→ Provided information:
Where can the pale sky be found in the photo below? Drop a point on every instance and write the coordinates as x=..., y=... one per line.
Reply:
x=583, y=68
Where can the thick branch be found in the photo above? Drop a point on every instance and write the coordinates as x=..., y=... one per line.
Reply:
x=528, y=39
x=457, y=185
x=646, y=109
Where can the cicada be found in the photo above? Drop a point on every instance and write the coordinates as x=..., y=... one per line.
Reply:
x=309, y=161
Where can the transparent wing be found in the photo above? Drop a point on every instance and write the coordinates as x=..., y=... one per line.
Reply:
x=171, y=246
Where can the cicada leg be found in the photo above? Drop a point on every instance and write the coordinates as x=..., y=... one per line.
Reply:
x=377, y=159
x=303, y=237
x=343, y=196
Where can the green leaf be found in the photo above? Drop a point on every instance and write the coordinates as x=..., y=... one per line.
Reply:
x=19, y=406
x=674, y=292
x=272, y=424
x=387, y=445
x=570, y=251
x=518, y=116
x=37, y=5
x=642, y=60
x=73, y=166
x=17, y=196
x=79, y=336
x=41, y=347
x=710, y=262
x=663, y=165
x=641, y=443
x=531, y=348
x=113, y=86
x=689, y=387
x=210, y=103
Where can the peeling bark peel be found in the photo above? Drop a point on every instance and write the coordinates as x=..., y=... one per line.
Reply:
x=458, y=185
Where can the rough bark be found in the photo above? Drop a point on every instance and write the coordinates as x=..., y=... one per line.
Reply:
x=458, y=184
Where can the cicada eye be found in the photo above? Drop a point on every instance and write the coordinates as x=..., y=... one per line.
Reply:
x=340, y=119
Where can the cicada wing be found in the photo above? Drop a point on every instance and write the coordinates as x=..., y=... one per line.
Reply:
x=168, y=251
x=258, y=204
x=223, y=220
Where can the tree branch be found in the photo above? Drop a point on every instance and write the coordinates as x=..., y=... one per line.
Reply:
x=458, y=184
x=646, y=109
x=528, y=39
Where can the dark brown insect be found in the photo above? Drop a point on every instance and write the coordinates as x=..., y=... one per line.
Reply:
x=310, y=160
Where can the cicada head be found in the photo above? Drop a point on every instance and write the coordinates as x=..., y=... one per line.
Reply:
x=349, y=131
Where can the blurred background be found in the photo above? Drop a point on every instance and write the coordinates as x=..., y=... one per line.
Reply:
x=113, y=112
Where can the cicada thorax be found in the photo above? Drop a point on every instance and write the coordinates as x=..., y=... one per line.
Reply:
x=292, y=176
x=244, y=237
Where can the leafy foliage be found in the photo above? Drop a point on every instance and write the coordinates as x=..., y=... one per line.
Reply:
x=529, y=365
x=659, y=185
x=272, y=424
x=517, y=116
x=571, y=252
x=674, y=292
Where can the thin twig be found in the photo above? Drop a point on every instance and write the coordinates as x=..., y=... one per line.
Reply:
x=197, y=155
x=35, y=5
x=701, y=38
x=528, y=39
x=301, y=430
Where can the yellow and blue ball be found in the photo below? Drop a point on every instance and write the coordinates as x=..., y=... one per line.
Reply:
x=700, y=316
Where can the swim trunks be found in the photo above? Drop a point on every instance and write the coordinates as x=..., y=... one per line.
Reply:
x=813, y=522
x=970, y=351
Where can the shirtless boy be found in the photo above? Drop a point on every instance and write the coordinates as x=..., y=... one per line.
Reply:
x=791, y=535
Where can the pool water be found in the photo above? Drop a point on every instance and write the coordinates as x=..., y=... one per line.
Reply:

→ Given request:
Substitute "Place a point" for every occurrence of "Drop a point" in the listing above. Reproduce the whole listing with nothing else changed.

→ Full answer:
Where can the pale sky be found in the photo below? Place a point on every instance and write the coordinates as x=..., y=... one per line.
Reply:
x=583, y=68
Where can the thick branch be found in the photo above? Place a point on every instance and write the coordinates as x=..., y=... one per line.
Reply:
x=528, y=39
x=457, y=185
x=646, y=109
Where can the cicada be found in the photo above? Place a point on every instance and write the coordinates as x=..., y=... one per line.
Reply:
x=309, y=161
Where can the transparent wing be found in the photo above? Place a point on every instance and write the coordinates as x=..., y=... one per line.
Reply:
x=171, y=246
Where can the cicada leg be found in the photo above? Place a point on every instance and write the coordinates as x=..., y=... one per line.
Reply:
x=377, y=159
x=303, y=237
x=343, y=196
Where can the green leaf be found in the photo above? Place a point on every instance and write the coordinates as x=..., y=... one per line.
Reply:
x=19, y=406
x=674, y=292
x=272, y=424
x=387, y=445
x=570, y=251
x=518, y=116
x=37, y=5
x=642, y=60
x=73, y=166
x=17, y=196
x=79, y=336
x=41, y=347
x=710, y=262
x=663, y=165
x=641, y=443
x=531, y=348
x=113, y=86
x=689, y=387
x=210, y=103
Where can the peeling bark peel be found in the photo above? Place a point on every instance and write the coordinates as x=..., y=... one per line.
Reply:
x=458, y=185
Where can the rough bark be found in the photo above? Place a point on every instance and write the coordinates as x=..., y=... one per line.
Reply:
x=458, y=184
Where can the cicada eye be found in the photo above? Place a point on every instance and write the coordinates as x=..., y=... one per line.
Reply:
x=340, y=119
Where can the cicada wing be found in the photo above? Place a point on every instance and write the coordinates as x=..., y=... one per line.
Reply:
x=168, y=251
x=258, y=204
x=223, y=220
Where can the tree branch be found in the photo above? Place a point on every instance and write the coordinates as x=..., y=... one per line.
Reply:
x=458, y=184
x=646, y=109
x=528, y=39
Where can the dark brown insect be found in the photo above? Place a point on every instance and write the coordinates as x=..., y=... one per line.
Reply:
x=310, y=160
Where can the cicada head be found in the photo above? Place a point on every instance and write the coordinates as x=..., y=... one per line.
Reply:
x=349, y=131
Where can the blurred background be found in the photo above? Place a point on every instance and write the coordinates as x=..., y=... one per line.
Reply:
x=113, y=112
Where can the cicada thorax be found in the photo above? Place a point on every instance and write the coordinates as x=..., y=... one per line.
Reply:
x=292, y=176
x=244, y=237
Where can the leafy foliage be found in the photo above? Place a point on every instance and write the coordinates as x=..., y=... one per line.
Reply:
x=529, y=365
x=659, y=185
x=272, y=424
x=517, y=116
x=571, y=252
x=674, y=292
Where can the thin twig be found in the photo above? Place a point on every instance and write the coordinates as x=..., y=... one per line.
Reply:
x=197, y=155
x=35, y=5
x=701, y=38
x=528, y=39
x=301, y=430
Where can the yellow and blue ball be found in the photo below? Place a point on every instance and write the coordinates as x=..., y=... one per line.
Reply:
x=700, y=316
Where can the swim trunks be found in the photo above? Place a point on every instance and write the coordinates as x=..., y=... one per line.
Reply:
x=813, y=522
x=970, y=351
Where can the shirtless boy be found in the photo above? Place a point on every instance and write the coordinates as x=..., y=... one per line.
Reply:
x=791, y=535
Where can the pool water be found in the photo above? Place a point on every instance and write the coordinates as x=..., y=... one per line.
Reply:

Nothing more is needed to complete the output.